Excerpts from a location annotation dataset ▸
------------------------------------

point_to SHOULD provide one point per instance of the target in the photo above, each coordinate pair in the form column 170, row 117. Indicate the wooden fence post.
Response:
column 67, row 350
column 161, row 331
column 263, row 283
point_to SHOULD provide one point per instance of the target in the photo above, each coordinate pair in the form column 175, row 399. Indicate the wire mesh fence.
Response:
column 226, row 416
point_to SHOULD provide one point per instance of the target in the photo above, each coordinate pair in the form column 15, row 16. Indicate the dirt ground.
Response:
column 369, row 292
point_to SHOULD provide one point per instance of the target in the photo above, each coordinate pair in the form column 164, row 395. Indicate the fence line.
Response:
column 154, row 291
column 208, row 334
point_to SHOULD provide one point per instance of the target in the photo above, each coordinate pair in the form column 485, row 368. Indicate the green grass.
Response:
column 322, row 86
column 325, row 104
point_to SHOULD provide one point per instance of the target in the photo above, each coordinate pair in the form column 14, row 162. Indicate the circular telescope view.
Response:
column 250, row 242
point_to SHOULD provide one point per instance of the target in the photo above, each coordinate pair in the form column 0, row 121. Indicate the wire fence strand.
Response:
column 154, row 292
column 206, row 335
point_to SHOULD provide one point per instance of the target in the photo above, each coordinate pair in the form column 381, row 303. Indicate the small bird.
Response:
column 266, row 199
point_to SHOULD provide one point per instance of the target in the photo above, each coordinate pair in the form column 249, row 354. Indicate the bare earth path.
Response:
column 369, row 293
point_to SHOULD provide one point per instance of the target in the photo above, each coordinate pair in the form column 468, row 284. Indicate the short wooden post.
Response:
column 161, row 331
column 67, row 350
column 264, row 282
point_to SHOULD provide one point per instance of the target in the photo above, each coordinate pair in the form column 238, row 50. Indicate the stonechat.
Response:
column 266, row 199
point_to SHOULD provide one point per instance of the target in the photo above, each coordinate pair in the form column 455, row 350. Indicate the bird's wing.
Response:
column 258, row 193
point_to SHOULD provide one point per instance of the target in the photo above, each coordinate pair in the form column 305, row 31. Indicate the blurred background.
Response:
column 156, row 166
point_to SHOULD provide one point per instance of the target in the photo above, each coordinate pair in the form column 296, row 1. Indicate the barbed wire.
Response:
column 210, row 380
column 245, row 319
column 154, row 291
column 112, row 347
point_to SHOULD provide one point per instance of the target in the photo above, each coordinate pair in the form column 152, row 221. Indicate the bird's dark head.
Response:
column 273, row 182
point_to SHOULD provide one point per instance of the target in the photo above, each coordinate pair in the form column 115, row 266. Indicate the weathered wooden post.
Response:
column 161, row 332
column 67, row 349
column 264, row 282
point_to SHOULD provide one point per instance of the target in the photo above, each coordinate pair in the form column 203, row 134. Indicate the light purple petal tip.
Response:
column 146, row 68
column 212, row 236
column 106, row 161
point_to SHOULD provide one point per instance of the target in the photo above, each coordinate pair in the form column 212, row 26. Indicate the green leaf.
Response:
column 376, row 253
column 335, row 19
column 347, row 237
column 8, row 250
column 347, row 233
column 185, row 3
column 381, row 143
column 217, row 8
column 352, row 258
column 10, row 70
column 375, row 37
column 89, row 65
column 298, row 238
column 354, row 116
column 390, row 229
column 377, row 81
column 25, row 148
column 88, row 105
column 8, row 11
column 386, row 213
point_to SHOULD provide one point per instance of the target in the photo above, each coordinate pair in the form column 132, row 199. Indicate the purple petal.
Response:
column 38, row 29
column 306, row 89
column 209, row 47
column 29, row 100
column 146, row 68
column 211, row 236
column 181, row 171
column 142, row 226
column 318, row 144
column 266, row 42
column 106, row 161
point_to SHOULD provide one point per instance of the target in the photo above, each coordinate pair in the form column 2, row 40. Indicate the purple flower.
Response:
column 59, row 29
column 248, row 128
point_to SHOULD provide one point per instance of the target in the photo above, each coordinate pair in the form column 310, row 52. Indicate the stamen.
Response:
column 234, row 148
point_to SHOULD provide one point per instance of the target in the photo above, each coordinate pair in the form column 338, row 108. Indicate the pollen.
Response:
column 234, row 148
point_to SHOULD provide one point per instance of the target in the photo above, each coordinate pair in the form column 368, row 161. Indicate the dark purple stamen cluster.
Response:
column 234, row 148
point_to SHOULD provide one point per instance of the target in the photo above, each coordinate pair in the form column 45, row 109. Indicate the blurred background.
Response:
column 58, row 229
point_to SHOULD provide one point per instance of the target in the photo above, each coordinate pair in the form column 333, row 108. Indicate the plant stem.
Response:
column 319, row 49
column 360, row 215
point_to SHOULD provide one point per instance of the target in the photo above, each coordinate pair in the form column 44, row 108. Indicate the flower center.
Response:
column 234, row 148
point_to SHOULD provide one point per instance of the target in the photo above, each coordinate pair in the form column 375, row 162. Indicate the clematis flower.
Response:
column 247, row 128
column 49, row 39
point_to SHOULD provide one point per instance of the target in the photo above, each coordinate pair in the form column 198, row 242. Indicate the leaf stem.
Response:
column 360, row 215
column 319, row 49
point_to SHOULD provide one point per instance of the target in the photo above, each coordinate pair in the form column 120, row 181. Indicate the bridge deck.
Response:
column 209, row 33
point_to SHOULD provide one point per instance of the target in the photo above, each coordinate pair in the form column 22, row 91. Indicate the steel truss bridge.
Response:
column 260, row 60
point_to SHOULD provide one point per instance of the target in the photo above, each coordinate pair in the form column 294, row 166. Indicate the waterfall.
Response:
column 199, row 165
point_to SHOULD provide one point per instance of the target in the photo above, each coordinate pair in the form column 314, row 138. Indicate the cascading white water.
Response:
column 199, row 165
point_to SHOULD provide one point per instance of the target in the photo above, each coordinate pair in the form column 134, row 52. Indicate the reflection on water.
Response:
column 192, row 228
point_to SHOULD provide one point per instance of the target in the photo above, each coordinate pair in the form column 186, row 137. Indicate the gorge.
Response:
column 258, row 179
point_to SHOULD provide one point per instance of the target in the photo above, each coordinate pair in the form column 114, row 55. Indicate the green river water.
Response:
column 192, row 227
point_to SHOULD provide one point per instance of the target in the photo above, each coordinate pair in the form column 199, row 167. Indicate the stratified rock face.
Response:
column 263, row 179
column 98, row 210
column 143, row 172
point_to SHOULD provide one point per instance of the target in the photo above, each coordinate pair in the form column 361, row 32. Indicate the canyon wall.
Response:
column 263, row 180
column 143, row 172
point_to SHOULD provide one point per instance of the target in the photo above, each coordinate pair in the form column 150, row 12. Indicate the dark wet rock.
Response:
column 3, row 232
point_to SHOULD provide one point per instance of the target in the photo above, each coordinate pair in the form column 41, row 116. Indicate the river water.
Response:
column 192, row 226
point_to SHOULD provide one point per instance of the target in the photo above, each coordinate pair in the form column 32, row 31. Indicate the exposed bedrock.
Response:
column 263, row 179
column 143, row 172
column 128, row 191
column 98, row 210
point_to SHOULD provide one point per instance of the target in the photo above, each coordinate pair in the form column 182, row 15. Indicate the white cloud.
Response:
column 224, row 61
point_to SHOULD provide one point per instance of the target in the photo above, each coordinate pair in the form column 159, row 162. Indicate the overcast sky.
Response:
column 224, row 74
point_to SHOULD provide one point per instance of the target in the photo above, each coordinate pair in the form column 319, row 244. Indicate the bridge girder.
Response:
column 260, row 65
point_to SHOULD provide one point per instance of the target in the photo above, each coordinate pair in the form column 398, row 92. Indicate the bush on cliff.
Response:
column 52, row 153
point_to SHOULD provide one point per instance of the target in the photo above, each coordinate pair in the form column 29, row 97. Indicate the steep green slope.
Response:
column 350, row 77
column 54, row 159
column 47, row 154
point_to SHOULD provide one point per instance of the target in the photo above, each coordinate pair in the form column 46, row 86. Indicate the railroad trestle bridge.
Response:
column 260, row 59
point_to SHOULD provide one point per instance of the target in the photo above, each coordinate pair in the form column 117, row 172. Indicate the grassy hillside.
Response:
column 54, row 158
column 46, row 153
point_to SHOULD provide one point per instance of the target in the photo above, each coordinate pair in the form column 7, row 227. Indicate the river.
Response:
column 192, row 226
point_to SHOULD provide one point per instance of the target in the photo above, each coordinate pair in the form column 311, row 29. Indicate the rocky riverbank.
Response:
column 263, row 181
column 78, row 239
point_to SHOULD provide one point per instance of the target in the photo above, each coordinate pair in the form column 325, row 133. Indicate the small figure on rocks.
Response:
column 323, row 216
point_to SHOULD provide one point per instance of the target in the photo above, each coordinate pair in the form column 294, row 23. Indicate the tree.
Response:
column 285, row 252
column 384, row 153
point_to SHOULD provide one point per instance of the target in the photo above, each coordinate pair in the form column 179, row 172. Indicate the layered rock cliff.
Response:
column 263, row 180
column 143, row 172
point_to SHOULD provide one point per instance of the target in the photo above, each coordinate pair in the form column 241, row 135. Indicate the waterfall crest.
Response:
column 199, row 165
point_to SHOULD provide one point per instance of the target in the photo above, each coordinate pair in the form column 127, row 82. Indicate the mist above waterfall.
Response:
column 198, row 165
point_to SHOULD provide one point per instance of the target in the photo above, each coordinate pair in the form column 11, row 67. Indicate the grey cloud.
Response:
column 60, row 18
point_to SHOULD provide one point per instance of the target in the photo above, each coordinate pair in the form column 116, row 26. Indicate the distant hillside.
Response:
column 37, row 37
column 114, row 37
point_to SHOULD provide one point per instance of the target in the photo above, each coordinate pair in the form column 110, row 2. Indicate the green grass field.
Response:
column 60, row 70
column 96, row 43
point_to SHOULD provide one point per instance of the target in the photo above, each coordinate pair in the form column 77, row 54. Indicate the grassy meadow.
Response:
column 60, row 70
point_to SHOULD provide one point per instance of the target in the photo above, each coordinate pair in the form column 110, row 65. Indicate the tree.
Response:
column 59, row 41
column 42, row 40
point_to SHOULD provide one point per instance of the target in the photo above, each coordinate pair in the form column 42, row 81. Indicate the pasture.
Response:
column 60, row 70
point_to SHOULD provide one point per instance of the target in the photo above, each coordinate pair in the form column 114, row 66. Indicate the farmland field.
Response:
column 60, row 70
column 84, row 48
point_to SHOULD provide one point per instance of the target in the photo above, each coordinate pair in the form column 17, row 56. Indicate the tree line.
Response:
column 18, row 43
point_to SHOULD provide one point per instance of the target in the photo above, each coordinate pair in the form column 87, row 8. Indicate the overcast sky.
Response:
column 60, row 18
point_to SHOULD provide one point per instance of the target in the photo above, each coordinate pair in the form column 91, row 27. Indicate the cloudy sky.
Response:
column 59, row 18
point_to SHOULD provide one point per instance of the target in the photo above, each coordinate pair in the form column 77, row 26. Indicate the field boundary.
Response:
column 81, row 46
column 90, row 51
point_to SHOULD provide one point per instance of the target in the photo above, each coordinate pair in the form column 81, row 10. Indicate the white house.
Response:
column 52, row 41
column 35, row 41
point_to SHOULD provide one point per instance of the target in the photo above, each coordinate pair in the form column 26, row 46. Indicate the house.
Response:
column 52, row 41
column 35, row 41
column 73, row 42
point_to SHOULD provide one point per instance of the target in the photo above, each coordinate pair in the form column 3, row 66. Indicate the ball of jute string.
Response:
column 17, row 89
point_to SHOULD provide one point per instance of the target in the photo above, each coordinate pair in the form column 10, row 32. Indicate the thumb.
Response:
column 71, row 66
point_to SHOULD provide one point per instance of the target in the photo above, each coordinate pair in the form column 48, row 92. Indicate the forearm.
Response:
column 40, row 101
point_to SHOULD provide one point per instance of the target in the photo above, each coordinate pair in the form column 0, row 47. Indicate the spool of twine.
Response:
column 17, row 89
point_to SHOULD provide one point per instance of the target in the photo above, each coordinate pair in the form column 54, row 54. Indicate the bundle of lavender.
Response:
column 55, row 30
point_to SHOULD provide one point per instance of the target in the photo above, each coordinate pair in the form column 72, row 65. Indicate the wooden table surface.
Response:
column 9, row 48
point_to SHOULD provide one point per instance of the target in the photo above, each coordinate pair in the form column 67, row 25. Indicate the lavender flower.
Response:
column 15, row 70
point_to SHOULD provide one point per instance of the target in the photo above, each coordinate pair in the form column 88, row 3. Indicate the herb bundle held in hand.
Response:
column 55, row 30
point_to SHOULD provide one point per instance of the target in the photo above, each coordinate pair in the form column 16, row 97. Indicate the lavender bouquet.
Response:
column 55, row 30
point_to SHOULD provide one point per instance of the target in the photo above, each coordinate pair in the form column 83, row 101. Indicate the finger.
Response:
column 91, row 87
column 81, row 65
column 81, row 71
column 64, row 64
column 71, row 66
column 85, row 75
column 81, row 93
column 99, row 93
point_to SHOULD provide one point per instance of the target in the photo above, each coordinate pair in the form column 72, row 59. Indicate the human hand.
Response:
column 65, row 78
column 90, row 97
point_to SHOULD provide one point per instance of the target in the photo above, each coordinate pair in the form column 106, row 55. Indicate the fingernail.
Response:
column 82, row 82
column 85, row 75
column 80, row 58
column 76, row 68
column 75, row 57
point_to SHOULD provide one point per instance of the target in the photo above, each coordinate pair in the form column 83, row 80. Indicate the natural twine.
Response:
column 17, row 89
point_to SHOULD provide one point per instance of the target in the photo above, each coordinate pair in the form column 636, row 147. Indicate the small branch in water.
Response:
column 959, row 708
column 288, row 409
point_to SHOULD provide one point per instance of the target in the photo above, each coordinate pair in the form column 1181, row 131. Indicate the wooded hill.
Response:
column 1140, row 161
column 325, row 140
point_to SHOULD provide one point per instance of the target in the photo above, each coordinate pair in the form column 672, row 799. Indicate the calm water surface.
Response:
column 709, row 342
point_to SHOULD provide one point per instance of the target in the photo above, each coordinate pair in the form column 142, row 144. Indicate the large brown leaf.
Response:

------------------------------------

Written exercise ▸ Quote the items above word for word, starting at their first line and ending at the line that contains "column 250, row 242", with both of those lines included.

The response ▸
point_to SHOULD provide one point per instance of the target in the photo above, each coordinate pair in the form column 170, row 117. Indicate the wooden fence post.
Response:
column 67, row 350
column 161, row 331
column 263, row 283
point_to SHOULD provide one point per instance of the target in the photo above, each coordinate pair in the form column 175, row 399. Indicate the wire mesh fence.
Response:
column 226, row 416
point_to SHOULD provide one point per instance of the target in the photo above, each coordinate pair in the form column 15, row 16. Indicate the dirt ground.
Response:
column 369, row 292
point_to SHOULD provide one point per instance of the target in the photo above, each coordinate pair in the form column 164, row 395. Indicate the fence line.
Response:
column 154, row 291
column 208, row 334
point_to SHOULD provide one point per instance of the target in the photo above, each coordinate pair in the form column 485, row 368. Indicate the green grass.
Response:
column 322, row 86
column 325, row 104
point_to SHOULD provide one point per instance of the target in the photo above, each coordinate pair in the form column 14, row 162. Indicate the circular telescope view.
Response:
column 250, row 242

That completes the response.